**Directive A**
List every email address that appears in the message thread about the MT Confidence definition.
**Directive B**
In the MT Confidence thread, rewrite the part that opens with the words containing "It looks good" and closes with "fine to me.", changing "web-based" to "browser-based".

**Text to read**
— begin —
Re: MT Confidence definition [ACTION-556]

Hi Felix,

It looks good to me too.

small typo: "MT confidence scores can be displayed.....by simple web-based
translation editors or *by* Computer Aided Translation (CAT) tools"


Declan


On 23 July 2013 05:06, Yves Savourel <ysavourel@enlaso.com> wrote:

> Hi Felix,
>
> Looks fine to me.
>
> Typo: "...the score on it's own is..." should be "...the score on its own
> is..."
>
> -ys
>
> From: Felix Sasaki [mailto:fsasaki@w3.org]
> Sent: Tuesday, July 23, 2013 2:42 AM
> To: Declan Groves
> Cc: public-multilingualweb-lt@w3.org; Yves Savourel; Dave Lewis
> Subject: Re: MT Confidence definition [ACTION-556]
>
> Hi Declan, all,
>
> I tried to implement this in section
>
> http://www.w3.org/International/multilingualweb/lt/drafts/its20/its20.html#mtconfidence-definition
> and explain it with a dedicated note
>
> http://www.w3.org/International/multilingualweb/lt/drafts/its20/its20.html#mt-confidence-score-generation-tools
> This should resolve the "we need to explain this" part. Can you have a
> look before the Wednesday call? With regards to examples I
> propose to wait after the proposed recommendation examples - since these
> are just examples. If people want to wait with this change
> after the PR publication to have more time to review it I am fine with
> that too - please let me know and I will revert it.
>
> Best,
>
> Felix
>
> Am 22.07.13 19:32, schrieb Declan Groves:
> Hi all,
>
> I think Yves makes a good point.
>
> In my view, on reviewing the discussions, as it stands MT Confidence can
> be used to represent two different types of "confidence"
> scores. They are very closely related, but still quite different.
— end —
**Supplied material**
— begin —
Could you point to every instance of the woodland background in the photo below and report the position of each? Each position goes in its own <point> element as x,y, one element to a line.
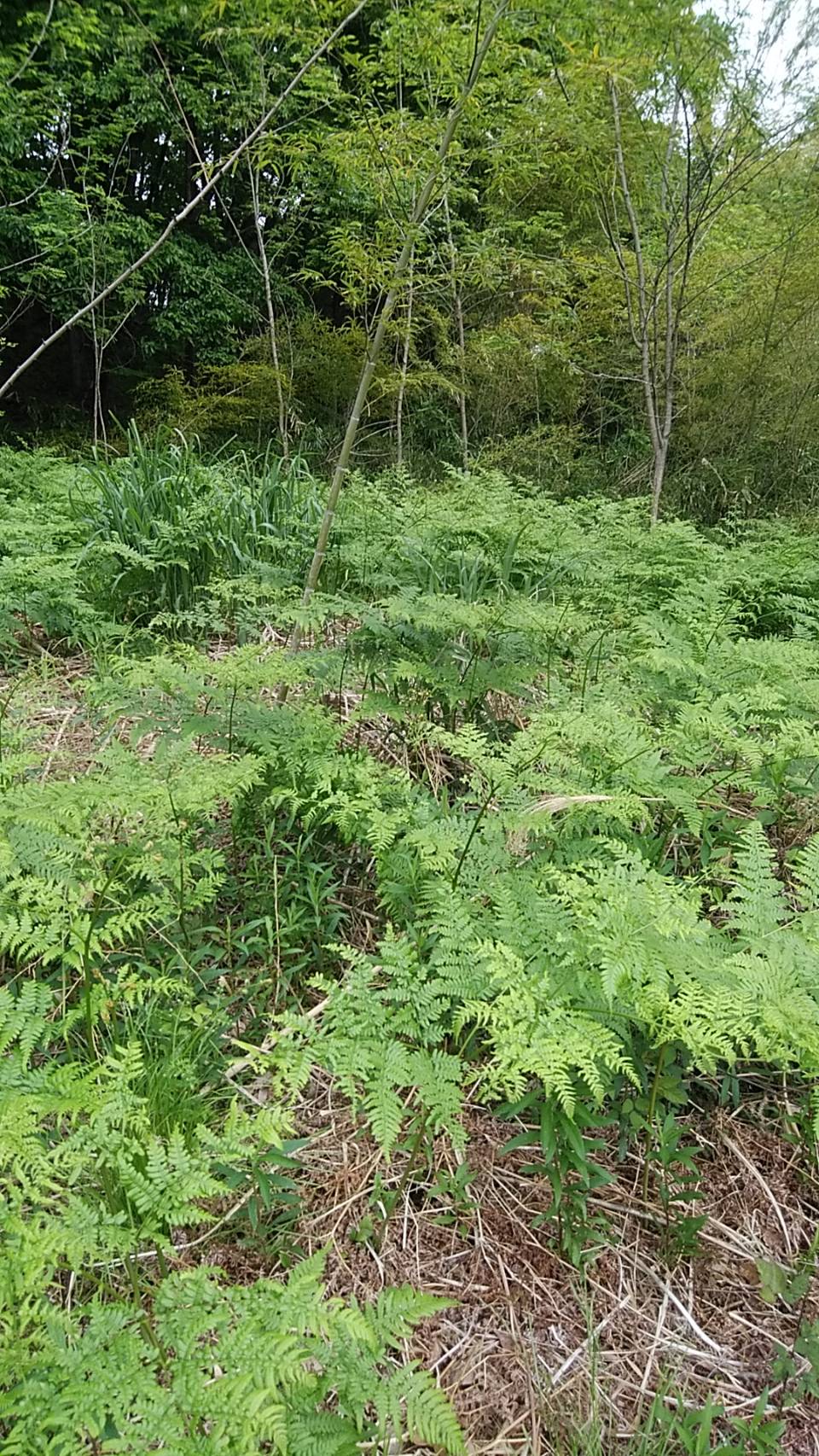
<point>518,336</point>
— end —
**Reply A**
ysavourel@enlaso.com
fsasaki@w3.org
public-multilingualweb-lt@w3.org

**Reply B**
It looks good to me too.

small typo: "MT confidence scores can be displayed.....by simple browser-based
translation editors or *by* Computer Aided Translation (CAT) tools"


Declan


On 23 July 2013 05:06, Yves Savourel <ysavourel@enlaso.com> wrote:

> Hi Felix,
>
> Looks fine to me.